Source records
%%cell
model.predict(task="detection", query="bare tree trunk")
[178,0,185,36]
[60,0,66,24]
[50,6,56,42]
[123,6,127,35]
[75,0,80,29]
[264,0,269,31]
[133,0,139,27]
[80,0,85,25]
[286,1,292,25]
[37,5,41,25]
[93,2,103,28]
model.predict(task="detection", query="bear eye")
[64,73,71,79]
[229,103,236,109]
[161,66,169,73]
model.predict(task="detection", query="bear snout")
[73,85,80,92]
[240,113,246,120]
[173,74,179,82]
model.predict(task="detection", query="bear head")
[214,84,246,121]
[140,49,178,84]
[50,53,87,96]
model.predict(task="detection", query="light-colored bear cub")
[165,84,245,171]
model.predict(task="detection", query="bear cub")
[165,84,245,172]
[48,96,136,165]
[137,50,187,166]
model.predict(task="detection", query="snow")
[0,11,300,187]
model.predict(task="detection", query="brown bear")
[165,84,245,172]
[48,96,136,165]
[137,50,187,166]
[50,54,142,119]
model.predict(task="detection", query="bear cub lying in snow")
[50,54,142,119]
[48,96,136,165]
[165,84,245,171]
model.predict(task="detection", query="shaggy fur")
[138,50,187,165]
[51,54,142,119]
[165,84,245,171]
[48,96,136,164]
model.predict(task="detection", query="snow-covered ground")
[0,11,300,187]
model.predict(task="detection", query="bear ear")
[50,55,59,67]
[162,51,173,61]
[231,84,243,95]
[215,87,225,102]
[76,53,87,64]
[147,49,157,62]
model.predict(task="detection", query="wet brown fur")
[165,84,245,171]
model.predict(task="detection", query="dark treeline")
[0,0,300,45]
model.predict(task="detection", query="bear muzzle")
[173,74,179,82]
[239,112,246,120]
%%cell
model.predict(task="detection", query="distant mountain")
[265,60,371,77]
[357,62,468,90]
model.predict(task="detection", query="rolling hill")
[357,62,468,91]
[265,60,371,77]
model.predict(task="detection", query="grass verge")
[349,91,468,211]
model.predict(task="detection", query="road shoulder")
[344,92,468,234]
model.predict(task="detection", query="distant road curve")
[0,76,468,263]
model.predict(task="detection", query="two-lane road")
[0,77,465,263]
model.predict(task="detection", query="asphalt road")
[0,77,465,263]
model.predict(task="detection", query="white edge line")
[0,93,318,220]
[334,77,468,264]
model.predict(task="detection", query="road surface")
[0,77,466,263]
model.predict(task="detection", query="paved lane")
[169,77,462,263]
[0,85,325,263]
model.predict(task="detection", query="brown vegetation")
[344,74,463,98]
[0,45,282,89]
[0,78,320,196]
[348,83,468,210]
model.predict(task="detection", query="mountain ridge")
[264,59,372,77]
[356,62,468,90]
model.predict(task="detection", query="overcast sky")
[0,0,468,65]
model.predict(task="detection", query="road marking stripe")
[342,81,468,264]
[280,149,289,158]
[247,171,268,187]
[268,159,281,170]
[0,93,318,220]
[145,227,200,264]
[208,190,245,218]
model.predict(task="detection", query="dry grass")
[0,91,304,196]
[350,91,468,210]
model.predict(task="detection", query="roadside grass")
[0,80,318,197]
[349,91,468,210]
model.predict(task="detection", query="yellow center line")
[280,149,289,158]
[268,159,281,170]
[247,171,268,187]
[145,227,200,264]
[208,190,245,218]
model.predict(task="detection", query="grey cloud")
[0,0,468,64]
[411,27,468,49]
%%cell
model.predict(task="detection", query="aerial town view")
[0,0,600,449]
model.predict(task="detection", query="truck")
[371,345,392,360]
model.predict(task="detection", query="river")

■ Aim of the exercise ■
Rewrite the whole listing above, changing every "grass" to "weeds" and leaving everything else unchanged.

■ Exercise response ■
%%cell
model.predict(task="detection", query="bare tree trunk")
[178,0,185,36]
[60,0,66,24]
[50,6,56,42]
[123,6,127,35]
[75,0,80,29]
[264,0,269,31]
[133,0,139,27]
[80,0,85,25]
[286,1,292,25]
[37,5,41,25]
[93,2,103,28]
model.predict(task="detection", query="bear eye")
[64,73,71,79]
[229,103,236,109]
[161,66,169,73]
model.predict(task="detection", query="bear snout")
[73,85,80,92]
[240,113,246,120]
[173,74,179,82]
model.predict(task="detection", query="bear head")
[214,84,246,121]
[140,49,178,84]
[50,53,87,96]
model.predict(task="detection", query="light-colored bear cub")
[165,84,245,171]
model.predict(task="detection", query="bear cub")
[165,84,245,172]
[48,96,136,165]
[137,50,187,166]
model.predict(task="detection", query="snow")
[0,11,300,187]
model.predict(task="detection", query="brown bear")
[165,84,245,172]
[48,96,136,165]
[137,50,187,166]
[50,54,142,119]
model.predict(task="detection", query="bear cub lying in snow")
[50,54,142,119]
[48,96,136,165]
[165,84,245,171]
model.predict(task="detection", query="shaggy fur")
[138,50,187,165]
[51,54,142,119]
[165,84,245,171]
[48,96,136,164]
model.predict(task="detection", query="snow-covered ground")
[0,11,300,187]
model.predict(task="detection", query="bear ear")
[50,55,59,67]
[162,51,173,61]
[231,84,243,95]
[215,87,225,102]
[76,53,87,64]
[147,49,157,62]
model.predict(task="detection", query="wet brown fur")
[165,84,245,171]
model.predict(task="detection", query="dark treeline")
[0,0,300,45]
model.predict(task="detection", query="bear muzzle")
[173,74,179,82]
[239,112,246,120]
%%cell
model.predict(task="detection", query="distant mountain")
[265,60,371,77]
[357,62,468,90]
model.predict(task="detection", query="rolling hill")
[357,62,468,91]
[265,60,371,77]
model.predict(task="detection", query="weeds verge")
[349,91,468,211]
model.predict(task="detection", query="road shoulder")
[344,92,468,234]
model.predict(task="detection", query="distant road curve")
[0,76,468,263]
model.predict(task="detection", query="two-lane road")
[0,77,465,263]
model.predict(task="detection", query="asphalt road")
[0,77,465,263]
model.predict(task="detection", query="white edge line")
[0,93,318,220]
[334,77,468,264]
model.predict(task="detection", query="road surface")
[0,77,466,263]
model.predict(task="detection", query="paved lane")
[169,77,462,263]
[0,85,325,263]
model.predict(task="detection", query="brown vegetation")
[344,74,463,98]
[0,45,282,89]
[0,78,320,196]
[348,83,468,210]
model.predict(task="detection", query="mountain ridge")
[264,59,372,77]
[356,62,468,90]
model.predict(task="detection", query="overcast sky")
[0,0,468,65]
model.predict(task="detection", query="road marking stripe")
[342,81,468,264]
[280,149,289,158]
[247,171,268,187]
[268,159,281,170]
[0,93,318,220]
[145,227,200,264]
[208,190,245,218]
model.predict(task="detection", query="dry weeds")
[0,91,304,196]
[350,91,468,210]
model.predict(task="detection", query="roadside weeds")
[0,80,318,197]
[349,91,468,210]
model.predict(task="detection", query="yellow center line")
[280,149,289,158]
[268,159,281,170]
[247,171,268,187]
[145,227,200,264]
[208,190,245,218]
model.predict(task="detection", query="grey cloud")
[0,0,468,64]
[411,27,468,49]
%%cell
model.predict(task="detection", query="aerial town view")
[0,0,600,449]
model.predict(task="detection", query="truck")
[371,345,392,360]
model.predict(task="detection", query="river")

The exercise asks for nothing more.